## Records to process
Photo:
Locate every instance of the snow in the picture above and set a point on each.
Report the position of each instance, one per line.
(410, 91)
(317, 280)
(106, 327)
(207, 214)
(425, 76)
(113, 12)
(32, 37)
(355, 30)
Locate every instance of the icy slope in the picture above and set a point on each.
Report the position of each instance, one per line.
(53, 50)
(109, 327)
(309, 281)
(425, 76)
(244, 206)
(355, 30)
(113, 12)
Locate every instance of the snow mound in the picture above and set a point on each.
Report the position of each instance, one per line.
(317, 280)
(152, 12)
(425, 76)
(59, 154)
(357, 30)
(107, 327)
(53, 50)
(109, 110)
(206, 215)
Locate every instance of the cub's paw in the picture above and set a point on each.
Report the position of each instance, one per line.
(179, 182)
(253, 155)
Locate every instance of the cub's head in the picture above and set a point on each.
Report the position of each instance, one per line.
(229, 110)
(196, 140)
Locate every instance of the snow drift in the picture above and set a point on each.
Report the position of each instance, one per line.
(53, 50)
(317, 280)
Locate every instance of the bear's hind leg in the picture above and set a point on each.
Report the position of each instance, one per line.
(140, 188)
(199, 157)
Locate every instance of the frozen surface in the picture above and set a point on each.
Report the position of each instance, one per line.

--

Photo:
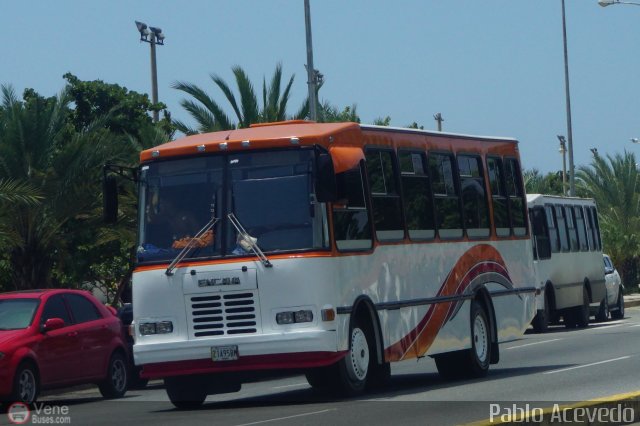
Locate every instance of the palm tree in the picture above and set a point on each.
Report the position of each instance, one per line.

## Given task
Give back every line of the data above that contains the string "snow".

## The solution
Locate every instance of the snow in the picture above and set a point on each.
Locate every instance of the snow mound in the picture above and set a point on each.
Locate every instance of the snow drift in the picture above and set a point on each.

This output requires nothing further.